◆ Documento de origem:
O Direito do Trabalho não se compaginava com o ultraliberalismo oitocentista (e, aliás, compaginase algo dificilmente, ainda hoje, com os movimentos de raiz neoliberal), justamente porque se traduz num mecanismo deformador da concorrência, isto é, num mecanismo cuja função principal consiste em limitar a concorrência entre os trabalhadores no mercado laboral. Historicamente, o livre jogo do mercado revelouse antisocial: privados de qualquer proteção legal (abstencionismo estadual) e desprovidos da mínima organização sindical (individualismo liberal), os trabalhadores viramse obrigados a competir acerrimamente entre si na venda da única mercadoria de que dispunham – a força de trabalho. O saldo desta concorrência desenfreada é bem conhecido e é dramático: salários praticamente reduzidos ao mínimo vital, condições de trabalho mais do que precárias, cargas de trabalho insuportavelmente pesadas, inclusive para crianças de tenra idade, etc. A resolução (ou, talvez melhor, a atenuação) desta grave Questão Social passou pela aceitação da intervenção direta do Estado (e desde logo do legislador) no mundo do trabalho e pelo reconhecimento de um estatuto de cidadania ao associativismo sindical e aos seus corolários – em especial a contratação coletiva e a greve.

Entradas de dados guardadas

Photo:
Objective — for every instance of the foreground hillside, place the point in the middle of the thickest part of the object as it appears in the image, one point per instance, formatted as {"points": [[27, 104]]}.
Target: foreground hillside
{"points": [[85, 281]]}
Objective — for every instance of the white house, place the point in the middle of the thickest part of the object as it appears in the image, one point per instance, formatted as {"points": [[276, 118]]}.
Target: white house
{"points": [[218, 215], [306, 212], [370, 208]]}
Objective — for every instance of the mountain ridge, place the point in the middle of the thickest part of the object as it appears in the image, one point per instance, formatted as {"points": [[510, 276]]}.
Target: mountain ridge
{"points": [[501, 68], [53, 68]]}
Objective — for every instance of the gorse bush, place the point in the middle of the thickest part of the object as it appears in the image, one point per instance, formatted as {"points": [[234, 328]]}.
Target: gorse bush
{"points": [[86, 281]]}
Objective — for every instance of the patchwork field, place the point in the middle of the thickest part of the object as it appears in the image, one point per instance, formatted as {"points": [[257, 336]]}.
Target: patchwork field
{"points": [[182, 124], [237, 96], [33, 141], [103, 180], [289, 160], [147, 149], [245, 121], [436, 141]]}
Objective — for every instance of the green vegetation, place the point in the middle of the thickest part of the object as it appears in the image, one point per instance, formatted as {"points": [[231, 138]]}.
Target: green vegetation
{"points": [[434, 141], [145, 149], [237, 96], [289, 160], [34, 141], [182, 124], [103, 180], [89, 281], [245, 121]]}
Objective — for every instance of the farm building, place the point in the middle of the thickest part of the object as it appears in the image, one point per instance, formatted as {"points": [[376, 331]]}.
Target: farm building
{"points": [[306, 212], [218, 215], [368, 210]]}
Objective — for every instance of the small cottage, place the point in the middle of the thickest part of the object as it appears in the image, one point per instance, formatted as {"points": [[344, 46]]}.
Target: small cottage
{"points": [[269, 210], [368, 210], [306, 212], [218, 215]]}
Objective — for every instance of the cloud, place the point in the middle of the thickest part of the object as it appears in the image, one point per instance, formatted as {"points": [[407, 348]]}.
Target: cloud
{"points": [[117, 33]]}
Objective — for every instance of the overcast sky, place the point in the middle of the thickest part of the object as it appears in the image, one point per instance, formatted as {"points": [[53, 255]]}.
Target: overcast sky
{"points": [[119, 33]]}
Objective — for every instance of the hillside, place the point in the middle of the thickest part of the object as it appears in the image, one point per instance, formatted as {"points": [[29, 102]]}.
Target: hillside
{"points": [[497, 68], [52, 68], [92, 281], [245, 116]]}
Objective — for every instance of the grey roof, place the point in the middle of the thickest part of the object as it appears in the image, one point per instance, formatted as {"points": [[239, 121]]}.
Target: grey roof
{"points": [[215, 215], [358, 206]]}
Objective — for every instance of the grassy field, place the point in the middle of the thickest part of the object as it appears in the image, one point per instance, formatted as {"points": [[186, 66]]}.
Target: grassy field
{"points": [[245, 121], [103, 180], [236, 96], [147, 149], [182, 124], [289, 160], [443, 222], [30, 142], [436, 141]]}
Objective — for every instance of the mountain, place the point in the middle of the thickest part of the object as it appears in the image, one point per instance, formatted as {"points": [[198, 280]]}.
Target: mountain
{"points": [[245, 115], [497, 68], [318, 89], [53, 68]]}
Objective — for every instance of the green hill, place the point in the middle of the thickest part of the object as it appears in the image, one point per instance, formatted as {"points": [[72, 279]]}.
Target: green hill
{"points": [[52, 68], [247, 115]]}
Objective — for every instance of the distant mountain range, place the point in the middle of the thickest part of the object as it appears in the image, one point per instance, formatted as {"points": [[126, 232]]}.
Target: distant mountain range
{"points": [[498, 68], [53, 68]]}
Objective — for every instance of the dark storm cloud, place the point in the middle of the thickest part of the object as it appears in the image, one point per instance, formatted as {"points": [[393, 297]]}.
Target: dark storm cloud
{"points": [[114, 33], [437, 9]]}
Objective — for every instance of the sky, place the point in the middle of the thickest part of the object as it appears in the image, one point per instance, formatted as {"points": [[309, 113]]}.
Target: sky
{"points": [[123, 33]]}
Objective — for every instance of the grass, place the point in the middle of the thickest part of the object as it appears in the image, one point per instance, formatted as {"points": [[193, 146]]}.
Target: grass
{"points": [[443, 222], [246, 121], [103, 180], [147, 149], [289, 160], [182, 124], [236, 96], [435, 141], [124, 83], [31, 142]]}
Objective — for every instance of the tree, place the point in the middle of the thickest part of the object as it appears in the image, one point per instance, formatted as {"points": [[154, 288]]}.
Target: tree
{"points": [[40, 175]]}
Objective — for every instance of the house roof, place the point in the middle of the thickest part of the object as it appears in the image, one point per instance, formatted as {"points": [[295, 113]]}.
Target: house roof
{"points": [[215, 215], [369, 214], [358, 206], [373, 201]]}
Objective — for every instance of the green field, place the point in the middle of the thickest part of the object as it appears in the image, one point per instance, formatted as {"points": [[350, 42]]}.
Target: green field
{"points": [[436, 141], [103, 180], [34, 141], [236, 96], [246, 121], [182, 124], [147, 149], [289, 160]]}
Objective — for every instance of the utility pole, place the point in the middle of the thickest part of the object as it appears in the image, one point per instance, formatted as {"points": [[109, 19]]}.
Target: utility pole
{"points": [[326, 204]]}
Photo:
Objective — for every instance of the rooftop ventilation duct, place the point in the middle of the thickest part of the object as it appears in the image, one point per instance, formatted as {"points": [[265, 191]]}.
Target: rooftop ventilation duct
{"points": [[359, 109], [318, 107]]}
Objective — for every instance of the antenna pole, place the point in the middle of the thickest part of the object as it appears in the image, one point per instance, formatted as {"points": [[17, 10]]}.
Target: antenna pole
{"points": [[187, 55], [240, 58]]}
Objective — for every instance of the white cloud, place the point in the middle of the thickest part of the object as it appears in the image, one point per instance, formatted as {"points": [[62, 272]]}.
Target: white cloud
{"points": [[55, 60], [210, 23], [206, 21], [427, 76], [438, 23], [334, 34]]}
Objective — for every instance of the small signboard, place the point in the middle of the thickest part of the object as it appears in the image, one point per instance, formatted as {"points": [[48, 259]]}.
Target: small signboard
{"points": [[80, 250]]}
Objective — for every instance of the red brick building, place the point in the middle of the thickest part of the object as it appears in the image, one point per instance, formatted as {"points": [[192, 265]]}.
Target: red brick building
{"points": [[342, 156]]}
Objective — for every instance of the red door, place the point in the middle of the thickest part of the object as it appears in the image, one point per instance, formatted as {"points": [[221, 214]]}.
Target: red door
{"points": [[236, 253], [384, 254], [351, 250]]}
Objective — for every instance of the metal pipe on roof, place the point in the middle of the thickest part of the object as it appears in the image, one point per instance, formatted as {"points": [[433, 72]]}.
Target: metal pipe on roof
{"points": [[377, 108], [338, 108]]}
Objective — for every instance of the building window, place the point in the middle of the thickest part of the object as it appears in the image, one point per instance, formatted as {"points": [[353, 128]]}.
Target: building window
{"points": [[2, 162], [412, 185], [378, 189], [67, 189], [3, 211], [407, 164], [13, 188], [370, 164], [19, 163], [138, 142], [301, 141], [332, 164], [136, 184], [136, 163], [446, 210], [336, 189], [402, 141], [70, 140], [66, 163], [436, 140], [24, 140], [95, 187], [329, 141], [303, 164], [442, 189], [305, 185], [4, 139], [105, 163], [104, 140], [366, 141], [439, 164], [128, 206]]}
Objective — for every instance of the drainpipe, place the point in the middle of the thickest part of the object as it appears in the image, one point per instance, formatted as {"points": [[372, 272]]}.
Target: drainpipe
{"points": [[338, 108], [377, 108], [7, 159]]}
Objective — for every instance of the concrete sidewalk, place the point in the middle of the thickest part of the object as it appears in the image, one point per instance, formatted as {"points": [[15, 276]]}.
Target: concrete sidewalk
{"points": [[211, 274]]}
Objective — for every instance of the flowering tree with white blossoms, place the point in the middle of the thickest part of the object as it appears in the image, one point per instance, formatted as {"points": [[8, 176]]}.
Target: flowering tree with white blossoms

◆ Objetivo do exercício: Prossiga o texto sobre o Direito do Trabalho e a concorrência entre trabalhadores, começando logo depois da última frase apresentada.

◆ Resposta:
O Direito do Trabalho é assim, todo ele, produto do homem solidário, não do homem solitário.

Ora, o sindicalismo viveu o seu apogeu no período da fábrica fordista, da fábrica grande, onde os trabalhadores se reuniam e conviviam, um período de grande proximidade entre os trabalhadores, inclusive física, trabalhando lado a lado, conjuntamente, sujeitos à autoridade e vigilância da entidade empregadora, num espaço-tempo bem definido e representado pelas paredes da fábrica (massificação do trabalho dependente, elevada concentração populacional, homogeneização do proletariado, que cimentou uma “consciência de classe” própria, etc.).

Tudo isso mudou, já nas últimas décadas do século passado, mais ainda nos nossos dias. A fábrica e o operário não desapareceram, por certo, mas perderam peso e protagonismo. O setor dos serviços ganhou importância, as transformações tecnológicas aceleraram a mudança, o “trabalho 4.0” emergiu, as empresas magras e musculadas substituíram, em muitos casos, a velha fábrica fordista.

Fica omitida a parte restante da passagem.